:: Task objective ::
Note each line of the entries that includes "here". Then copy those lines.

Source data

>>>

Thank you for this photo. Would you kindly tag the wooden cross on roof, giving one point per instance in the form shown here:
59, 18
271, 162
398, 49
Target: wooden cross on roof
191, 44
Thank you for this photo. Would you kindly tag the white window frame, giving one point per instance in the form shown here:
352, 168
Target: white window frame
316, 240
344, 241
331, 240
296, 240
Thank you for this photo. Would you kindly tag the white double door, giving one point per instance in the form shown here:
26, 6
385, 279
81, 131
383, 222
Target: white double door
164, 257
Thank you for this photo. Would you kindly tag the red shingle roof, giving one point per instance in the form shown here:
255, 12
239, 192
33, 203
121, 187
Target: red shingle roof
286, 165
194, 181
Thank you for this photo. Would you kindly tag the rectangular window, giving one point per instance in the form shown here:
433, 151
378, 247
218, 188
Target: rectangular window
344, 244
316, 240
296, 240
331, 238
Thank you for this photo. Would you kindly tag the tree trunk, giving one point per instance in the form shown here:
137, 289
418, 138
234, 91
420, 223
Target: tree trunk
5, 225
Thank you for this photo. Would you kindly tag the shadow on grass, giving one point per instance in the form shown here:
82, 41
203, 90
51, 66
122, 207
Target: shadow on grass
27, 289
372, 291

<<<
>>>

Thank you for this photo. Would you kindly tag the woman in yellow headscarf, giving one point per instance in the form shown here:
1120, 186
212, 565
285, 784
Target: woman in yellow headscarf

<<<

:: Final answer ::
Thank you for this photo. Would you kindly tag the wooden cross on roof, giving one point per instance in the form shown here:
Thank you for this photo. Would you kindly tag the white window frame, giving one point per instance in the form shown here:
Thank you for this photo. Would you kindly tag the white double door, giving one point per instance in the form shown here:
Thank you for this photo. Would you kindly tag the red shingle roof, giving one point per instance in the form shown here:
Thank you for this photo. Would you kindly tag the rectangular window, giving one point per instance in the form shown here:
Thank you for this photo. Would you kindly tag the tree trunk, giving one point per instance in the form shown here:
Thank you for this photo. Would you kindly tag the shadow on grass, giving one point per instance in the form shown here:
Thank you for this photo. Would you kindly tag the woman in yellow headscarf, giving one point per instance in the form shown here:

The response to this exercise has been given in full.